■ YOUR INSTRUCTIONS: Quote the data below in full, please, without altering anything.

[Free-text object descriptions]
━━━━━━━━━━
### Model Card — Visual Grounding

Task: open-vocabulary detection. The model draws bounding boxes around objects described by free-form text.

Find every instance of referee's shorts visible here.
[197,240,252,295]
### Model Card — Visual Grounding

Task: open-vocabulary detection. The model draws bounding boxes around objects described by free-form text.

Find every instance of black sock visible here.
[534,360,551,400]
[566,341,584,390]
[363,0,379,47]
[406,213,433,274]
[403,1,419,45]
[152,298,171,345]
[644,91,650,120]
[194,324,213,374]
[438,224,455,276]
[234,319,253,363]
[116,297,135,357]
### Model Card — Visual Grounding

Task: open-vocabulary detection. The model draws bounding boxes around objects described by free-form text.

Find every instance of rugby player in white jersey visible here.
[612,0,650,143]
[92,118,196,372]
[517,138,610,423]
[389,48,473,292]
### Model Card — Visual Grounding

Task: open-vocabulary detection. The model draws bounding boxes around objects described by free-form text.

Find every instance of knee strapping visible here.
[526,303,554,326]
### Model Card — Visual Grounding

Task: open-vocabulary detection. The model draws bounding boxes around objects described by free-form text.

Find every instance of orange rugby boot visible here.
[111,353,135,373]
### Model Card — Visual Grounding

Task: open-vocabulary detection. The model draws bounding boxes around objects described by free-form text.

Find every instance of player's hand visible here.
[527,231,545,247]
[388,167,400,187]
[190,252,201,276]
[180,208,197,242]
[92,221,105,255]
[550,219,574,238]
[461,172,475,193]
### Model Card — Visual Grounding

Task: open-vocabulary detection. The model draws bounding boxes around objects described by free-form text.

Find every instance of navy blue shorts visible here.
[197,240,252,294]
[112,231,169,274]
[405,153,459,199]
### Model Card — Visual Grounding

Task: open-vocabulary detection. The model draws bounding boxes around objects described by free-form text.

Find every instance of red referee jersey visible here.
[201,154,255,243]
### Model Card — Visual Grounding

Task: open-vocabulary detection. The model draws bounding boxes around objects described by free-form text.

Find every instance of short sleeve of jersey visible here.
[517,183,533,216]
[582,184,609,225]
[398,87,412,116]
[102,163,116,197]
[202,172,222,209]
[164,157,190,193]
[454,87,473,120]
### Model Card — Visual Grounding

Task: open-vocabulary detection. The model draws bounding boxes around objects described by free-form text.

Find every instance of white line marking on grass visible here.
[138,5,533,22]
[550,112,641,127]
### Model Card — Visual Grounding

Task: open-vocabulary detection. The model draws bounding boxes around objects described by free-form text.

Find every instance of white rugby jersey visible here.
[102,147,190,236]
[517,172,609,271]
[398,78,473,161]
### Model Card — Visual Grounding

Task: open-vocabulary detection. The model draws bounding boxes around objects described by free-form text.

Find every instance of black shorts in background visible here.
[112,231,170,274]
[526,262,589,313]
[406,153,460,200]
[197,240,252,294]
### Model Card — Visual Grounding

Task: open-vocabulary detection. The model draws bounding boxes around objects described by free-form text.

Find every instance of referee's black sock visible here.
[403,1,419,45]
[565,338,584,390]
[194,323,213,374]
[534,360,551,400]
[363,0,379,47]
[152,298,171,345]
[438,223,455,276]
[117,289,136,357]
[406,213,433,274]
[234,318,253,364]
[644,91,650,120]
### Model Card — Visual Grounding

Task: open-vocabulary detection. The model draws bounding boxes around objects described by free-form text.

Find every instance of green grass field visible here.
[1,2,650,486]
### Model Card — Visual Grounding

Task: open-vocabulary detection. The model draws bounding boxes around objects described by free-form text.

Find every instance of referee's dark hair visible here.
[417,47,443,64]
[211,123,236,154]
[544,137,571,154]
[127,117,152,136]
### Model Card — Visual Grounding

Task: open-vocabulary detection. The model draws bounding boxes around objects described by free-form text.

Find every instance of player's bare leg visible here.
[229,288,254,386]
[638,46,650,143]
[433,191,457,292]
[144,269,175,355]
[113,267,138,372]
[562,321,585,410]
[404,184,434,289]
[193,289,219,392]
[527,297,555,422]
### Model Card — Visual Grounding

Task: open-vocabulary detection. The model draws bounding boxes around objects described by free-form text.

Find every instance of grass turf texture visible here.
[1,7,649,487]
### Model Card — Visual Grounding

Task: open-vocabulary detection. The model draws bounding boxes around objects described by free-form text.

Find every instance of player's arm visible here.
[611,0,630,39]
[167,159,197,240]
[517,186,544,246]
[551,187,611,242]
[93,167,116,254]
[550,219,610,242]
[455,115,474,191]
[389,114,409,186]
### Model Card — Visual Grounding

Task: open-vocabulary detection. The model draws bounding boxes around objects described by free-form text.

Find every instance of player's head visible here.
━━━━━━━━━━
■ TASK OUTPUT:
### Model Card — Visual Grounding

Task: open-vocabulary detection. The model draws bounding boxes around objects described by free-form text.

Find every instance of referee's shorts visible here.
[197,240,252,295]
### Model Card — Visual Grounding

Task: open-vocabulary detection. The model draws bounding boxes around objects described by free-form text.

Find every instance of black sock visible here.
[534,360,551,400]
[566,341,584,390]
[363,0,379,47]
[406,213,433,274]
[403,1,419,45]
[152,298,171,345]
[644,91,650,120]
[194,324,213,374]
[438,224,455,276]
[234,319,253,363]
[116,297,135,357]
### Model Card — Visual Grounding

Task: open-vocabulary detection. The model draws bounding boxes around objects described by free-form text.

Find every instance of rugby player in white jersey visible here.
[612,0,650,143]
[92,118,196,372]
[517,138,610,423]
[389,48,473,292]
### Model Card — Visual Grounding

Task: open-vocabulary detection. The model draws bounding boxes around objects described by free-form text.

Find every instance of knee strapping visible here.
[526,303,554,326]
### Model Card — Visual Grounding

Task: open-vocabulary detection. The model draws bounding boxes around objects described by free-form text.

Find every instance of orange rugby boot visible here.
[111,353,135,373]
### Model Card — Visual Grounding

Task: open-vocabulary detection. The model draws bounding boxes around objects described by free-form text.

Find every instance of player's hand visible here.
[527,231,545,247]
[388,167,400,187]
[190,252,201,276]
[180,208,197,242]
[92,221,105,255]
[550,219,574,238]
[461,172,475,193]
### Model Card — Visual Grounding

Task: open-vocabulary detection. The model draws bounding boxes around objects described by free-form text.

Find every instance of navy blue shorts visible here.
[197,240,252,294]
[112,231,169,274]
[405,153,459,199]
### Model Card — Visual Grounding

Task: open-vocabulary detection. The model draws bounding boxes around objects described by free-form text.

Find every instance of red referee jersey visible here.
[201,154,255,243]
### Model Card — Visual Grounding

Task: open-vocabulary detection. The model draws bounding boxes around objects described by free-form text.

Find every instance of short sleeve of jersey visible here.
[517,183,533,216]
[582,184,609,225]
[398,87,412,116]
[102,163,116,197]
[202,172,222,209]
[164,157,190,193]
[454,87,473,120]
### Model Card — Visual Grounding

Task: open-vocabulary detection. The model draws bounding boxes around objects described by free-form text.

Find every instance of white line marking on grass visible here.
[138,5,533,22]
[550,112,641,127]
### Model Card — Visual Grounding

Task: open-vocabulary detection. The model draws bounding boxes around objects described by free-form text.

Find every instance of white rugby jersey visible here.
[102,147,190,236]
[517,172,609,271]
[398,78,473,161]
### Model Card — Visual Grounding

Task: open-vocabulary detection. The model draws bounding boxes around objects described by free-form text.

Find every instance of black shorts in background visible here.
[112,231,170,274]
[526,262,589,313]
[406,153,460,200]
[197,240,252,294]
### Model Card — Visual Grounding

Task: open-vocabulary detection. The model draws bounding boxes around objects described by free-form text.

Find every instance of referee's black sock visible here.
[403,1,419,45]
[565,338,584,390]
[194,323,213,374]
[534,360,551,400]
[363,0,379,47]
[152,298,171,345]
[438,223,455,276]
[117,289,136,357]
[406,213,433,274]
[234,318,253,364]
[644,91,650,120]
### Model Card — Visual Grounding

Task: open-vocabulary detection. The model draws bounding boxes around objects described by free-form text.

Find every instance of green grass field visible here.
[1,2,650,486]
### Model Card — Visual Grounding

Task: open-vocabulary detection. The model draws bounding boxes around objects described by free-form text.

Find every instance of referee's dark hair visible here.
[417,47,443,64]
[211,123,236,154]
[544,137,571,154]
[127,117,152,136]
### Model Card — Visual Grounding

Task: open-vocabulary detection. The model draws bounding boxes around objects described by free-form text.

Find every instance of player's bare leg visible here.
[229,288,254,386]
[638,46,650,143]
[433,191,457,292]
[144,269,175,355]
[113,267,138,372]
[562,321,585,410]
[404,184,434,289]
[193,289,219,392]
[527,297,555,422]
### Model Card — Visual Grounding

Task: open-vocabulary detection. The model draws bounding boxes around objects described by free-form text.

Find every instance of grass turf texture visible here.
[1,7,649,487]
### Model Card — Visual Grounding

Task: open-vocabulary detection. The model draws bounding boxes around objects described by free-form text.

Find every instance of player's arm visible here.
[611,0,630,39]
[167,159,197,240]
[517,186,544,246]
[551,187,611,242]
[93,167,116,254]
[550,219,610,242]
[455,115,474,191]
[389,114,409,186]
### Model Card — Visual Grounding

Task: open-vocabulary detection. The model draws bounding boxes around objects described by free-form text.

Find every instance of player's head visible here.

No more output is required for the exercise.